Pointing dataset excerpts
* * * * *
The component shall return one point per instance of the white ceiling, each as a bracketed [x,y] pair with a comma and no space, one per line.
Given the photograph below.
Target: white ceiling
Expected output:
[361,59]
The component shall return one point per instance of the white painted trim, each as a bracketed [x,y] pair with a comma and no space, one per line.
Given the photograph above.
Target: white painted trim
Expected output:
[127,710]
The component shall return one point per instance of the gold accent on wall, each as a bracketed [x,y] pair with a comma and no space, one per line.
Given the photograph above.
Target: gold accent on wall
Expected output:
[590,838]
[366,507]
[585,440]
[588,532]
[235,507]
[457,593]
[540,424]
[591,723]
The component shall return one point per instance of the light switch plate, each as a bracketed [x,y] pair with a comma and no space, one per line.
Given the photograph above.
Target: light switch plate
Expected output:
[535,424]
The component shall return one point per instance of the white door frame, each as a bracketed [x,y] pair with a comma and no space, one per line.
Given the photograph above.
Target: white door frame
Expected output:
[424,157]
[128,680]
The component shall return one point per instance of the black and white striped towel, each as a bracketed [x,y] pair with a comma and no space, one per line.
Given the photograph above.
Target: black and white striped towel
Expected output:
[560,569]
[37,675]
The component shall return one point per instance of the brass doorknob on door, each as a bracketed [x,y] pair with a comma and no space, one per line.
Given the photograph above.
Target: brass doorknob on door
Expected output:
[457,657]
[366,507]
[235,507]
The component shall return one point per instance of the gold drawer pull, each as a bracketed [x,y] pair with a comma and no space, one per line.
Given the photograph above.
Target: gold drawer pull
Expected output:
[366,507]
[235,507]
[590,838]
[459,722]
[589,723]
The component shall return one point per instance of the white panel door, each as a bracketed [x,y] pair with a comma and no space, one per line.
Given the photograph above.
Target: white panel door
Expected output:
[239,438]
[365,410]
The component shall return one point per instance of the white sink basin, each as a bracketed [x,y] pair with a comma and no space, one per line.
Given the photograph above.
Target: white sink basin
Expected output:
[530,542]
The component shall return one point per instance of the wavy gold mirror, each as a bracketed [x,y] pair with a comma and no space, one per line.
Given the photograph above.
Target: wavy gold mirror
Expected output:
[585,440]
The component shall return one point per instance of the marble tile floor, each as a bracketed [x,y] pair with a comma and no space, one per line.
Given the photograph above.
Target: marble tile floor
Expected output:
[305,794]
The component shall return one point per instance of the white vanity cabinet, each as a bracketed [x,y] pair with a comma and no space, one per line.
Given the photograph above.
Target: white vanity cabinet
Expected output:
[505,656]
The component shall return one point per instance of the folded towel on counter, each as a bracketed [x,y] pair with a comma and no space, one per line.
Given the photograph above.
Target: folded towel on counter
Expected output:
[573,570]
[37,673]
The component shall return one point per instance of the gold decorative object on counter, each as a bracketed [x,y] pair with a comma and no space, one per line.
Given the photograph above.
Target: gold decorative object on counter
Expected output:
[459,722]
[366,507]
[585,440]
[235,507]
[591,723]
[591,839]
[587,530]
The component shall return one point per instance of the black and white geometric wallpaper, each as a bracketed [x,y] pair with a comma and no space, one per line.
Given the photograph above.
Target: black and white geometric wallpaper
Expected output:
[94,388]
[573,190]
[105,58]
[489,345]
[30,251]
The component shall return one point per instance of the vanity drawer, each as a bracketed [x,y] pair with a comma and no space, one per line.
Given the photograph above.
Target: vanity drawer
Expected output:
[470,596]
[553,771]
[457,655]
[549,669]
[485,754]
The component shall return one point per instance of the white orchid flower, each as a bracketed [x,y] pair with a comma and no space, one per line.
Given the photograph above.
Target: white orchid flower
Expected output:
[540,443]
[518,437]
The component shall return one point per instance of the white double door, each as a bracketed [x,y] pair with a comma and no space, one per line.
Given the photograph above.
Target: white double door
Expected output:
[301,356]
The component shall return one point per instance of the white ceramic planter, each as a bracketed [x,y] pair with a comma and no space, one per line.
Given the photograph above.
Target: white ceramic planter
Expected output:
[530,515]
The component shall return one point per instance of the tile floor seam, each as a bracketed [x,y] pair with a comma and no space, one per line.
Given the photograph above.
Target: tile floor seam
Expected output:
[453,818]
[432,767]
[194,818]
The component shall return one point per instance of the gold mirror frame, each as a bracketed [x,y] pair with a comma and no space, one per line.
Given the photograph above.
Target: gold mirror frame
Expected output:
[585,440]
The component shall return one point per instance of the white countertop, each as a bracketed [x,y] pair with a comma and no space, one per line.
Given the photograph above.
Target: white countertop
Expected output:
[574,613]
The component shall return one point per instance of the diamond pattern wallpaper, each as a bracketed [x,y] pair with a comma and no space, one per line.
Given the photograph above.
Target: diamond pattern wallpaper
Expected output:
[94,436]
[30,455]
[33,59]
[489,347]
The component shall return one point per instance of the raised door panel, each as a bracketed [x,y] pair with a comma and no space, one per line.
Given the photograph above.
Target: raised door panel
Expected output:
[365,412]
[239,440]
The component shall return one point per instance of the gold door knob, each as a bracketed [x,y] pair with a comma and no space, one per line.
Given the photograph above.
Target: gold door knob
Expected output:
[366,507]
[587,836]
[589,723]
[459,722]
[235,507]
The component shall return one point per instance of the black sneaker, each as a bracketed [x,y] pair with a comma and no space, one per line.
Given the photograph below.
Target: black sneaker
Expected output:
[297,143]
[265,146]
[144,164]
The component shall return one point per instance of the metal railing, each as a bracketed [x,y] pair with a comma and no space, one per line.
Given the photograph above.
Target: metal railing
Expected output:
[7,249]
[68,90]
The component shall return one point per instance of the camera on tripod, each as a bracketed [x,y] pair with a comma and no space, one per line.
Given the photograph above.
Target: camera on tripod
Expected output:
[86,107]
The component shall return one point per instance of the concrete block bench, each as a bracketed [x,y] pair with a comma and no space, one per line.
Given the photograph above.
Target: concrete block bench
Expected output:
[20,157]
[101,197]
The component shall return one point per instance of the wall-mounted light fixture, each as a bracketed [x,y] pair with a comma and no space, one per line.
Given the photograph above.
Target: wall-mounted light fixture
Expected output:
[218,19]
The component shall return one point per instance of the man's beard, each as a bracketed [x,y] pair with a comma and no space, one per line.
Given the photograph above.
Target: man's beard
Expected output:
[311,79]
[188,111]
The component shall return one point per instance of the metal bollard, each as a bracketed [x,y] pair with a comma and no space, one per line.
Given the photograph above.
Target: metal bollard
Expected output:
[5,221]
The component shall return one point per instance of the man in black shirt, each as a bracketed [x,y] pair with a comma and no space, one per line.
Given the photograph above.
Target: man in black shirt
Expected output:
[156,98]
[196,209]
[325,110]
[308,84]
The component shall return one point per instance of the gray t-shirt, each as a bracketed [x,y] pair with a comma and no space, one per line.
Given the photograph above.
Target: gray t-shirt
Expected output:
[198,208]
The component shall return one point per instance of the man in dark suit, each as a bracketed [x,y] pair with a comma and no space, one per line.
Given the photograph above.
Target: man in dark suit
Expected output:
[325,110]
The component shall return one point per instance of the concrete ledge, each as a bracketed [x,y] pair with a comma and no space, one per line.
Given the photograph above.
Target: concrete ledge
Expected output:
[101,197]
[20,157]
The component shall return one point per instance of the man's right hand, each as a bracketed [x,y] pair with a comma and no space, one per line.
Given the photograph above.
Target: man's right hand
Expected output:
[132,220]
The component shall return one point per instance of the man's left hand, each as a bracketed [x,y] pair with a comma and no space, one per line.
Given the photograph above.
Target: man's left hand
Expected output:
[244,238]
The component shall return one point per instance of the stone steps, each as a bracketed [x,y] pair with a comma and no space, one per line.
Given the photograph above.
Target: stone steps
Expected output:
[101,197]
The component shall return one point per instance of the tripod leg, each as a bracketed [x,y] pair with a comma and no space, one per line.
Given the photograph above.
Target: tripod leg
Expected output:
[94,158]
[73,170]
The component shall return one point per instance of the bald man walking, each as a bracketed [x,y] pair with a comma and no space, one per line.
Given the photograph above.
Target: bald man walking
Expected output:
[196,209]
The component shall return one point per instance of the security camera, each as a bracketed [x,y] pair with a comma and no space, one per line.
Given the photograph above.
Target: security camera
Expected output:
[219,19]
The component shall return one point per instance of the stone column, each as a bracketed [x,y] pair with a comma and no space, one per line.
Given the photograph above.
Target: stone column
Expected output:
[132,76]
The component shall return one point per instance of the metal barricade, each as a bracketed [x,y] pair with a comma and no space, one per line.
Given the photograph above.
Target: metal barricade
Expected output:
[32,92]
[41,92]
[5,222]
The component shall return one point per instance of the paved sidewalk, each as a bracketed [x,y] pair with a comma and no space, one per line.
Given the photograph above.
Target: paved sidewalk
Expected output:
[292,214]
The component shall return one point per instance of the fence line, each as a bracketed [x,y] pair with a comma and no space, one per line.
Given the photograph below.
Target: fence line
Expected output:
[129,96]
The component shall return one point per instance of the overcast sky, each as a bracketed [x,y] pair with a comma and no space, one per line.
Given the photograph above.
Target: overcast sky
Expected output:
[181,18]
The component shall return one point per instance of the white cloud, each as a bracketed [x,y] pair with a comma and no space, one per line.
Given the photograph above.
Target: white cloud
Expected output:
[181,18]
* * * * *
» Instruction
Using the material above, extract the line that contains "The component shall return one point per instance of the fence" and every line after it, exactly as given; stop at the last line.

» Answer to the problem
The component shall return one point per instance of the fence line, each as a bracketed [x,y] pair with a comma and no space, one per line.
Given the photograph below.
Target: fence line
Expected output:
[129,96]
The component shall return one point per instance of the overcast sky, each as a bracketed [x,y] pair with a comma and no space, one per line.
Given the photograph above.
Target: overcast sky
Expected output:
[181,18]
The component shall return one point per instance of the white cloud, each as a bracketed [x,y] pair with a comma and no space, one per line.
Given the photograph above.
Target: white cloud
Expected output:
[181,18]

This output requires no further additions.